Текстовый блок ::
⟨
Оккупационные власти в кратчайший срок провели полную регистрацию еврейского населения. Каждый заполнял на себя формуляр с указанием года и места рождения, рода занятий, имен родителей, вносил данные на несовершеннолетних детей. В формуляр вклеивалось фото, а личная подпись дополнялась отпечатком пальца – некий симбиоз протокола паспортизации и личного дела обвиняемого.
Тогда же в центре города и в районе теперешней ул. Интернациональной стали вкапывать столбы, по которым порядка 25 кварталов обнесли двумя рядами колючей проволоки.
«Однажды мы возвращались с мамой домой, – вспоминает Владимир Левинов, сын советских ветврачей, еврея и русской. – Трое рабочих вкапывали столбы и натягивали колючую проволоку. Мама спросила у них: зачем проволока? Они спросили, где мы живем… и посоветовали убираться из этого района, пока не поздно».
До войны отец часто ездил в командировки, в одной из которых оказался 22 июня – и пропал. Его отсутствие спасло домочадцев, с учетом введенного оккупационной администрацией понятия «мешанец» – для детей, рожденных в смешанном браке. Мать была русской и Володя с Бертой – вроде как тоже.
⟩
Исходные материалы ::
⟨
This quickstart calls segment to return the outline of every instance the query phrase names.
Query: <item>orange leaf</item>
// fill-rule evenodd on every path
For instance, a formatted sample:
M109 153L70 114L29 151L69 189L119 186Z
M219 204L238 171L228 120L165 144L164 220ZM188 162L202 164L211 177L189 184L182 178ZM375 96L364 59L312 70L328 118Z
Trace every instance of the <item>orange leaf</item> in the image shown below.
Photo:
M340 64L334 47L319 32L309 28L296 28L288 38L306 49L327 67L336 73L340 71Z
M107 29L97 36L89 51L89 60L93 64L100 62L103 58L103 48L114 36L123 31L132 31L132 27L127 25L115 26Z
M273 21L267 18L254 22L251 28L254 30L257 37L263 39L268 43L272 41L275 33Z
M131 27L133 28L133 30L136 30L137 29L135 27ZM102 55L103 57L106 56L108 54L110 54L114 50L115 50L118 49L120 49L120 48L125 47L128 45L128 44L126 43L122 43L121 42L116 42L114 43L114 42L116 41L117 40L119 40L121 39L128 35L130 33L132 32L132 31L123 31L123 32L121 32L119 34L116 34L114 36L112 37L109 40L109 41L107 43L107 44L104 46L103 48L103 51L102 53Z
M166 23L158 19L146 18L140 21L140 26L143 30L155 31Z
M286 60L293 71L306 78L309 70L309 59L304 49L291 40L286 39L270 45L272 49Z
⟩
Набор заданий ::
1/ Процитируйте отрывок текстового блока от слов «Тогда же в центре» до слов «вроде как тоже.» включительно.
2/ Изложите списком абзац текстового блока, который начинается словами «Оккупационные власти в кратчайший срок». Основные факты должны сохраниться.

Ответы по порядку ::
1/
Тогда же в центре города и в районе теперешней ул. Интернациональной стали вкапывать столбы, по которым порядка 25 кварталов обнесли двумя рядами колючей проволоки.
«Однажды мы возвращались с мамой домой, – вспоминает Владимир Левинов, сын советских ветврачей, еврея и русской. – Трое рабочих вкапывали столбы и натягивали колючую проволоку. Мама спросила у них: зачем проволока? Они спросили, где мы живем… и посоветовали убираться из этого района, пока не поздно».
До войны отец часто ездил в командировки, в одной из которых оказался 22 июня – и пропал. Его отсутствие спасло домочадцев, с учетом введенного оккупационной администрацией понятия «мешанец» – для детей, рожденных в смешанном браке. Мать была русской и Володя с Бертой – вроде как тоже.

2/
- Оккупационные власти в кратчайший срок провели полную регистрацию еврейского населения.
- Каждый заполнял на себя формуляр: год и место рождения, род занятий, имена родителей, данные о несовершеннолетних детях.
- В формуляр вклеивали фото, а к личной подписи добавляли отпечаток пальца.
- Такой формуляр был сочетанием протокола паспортизации и личного дела обвиняемого.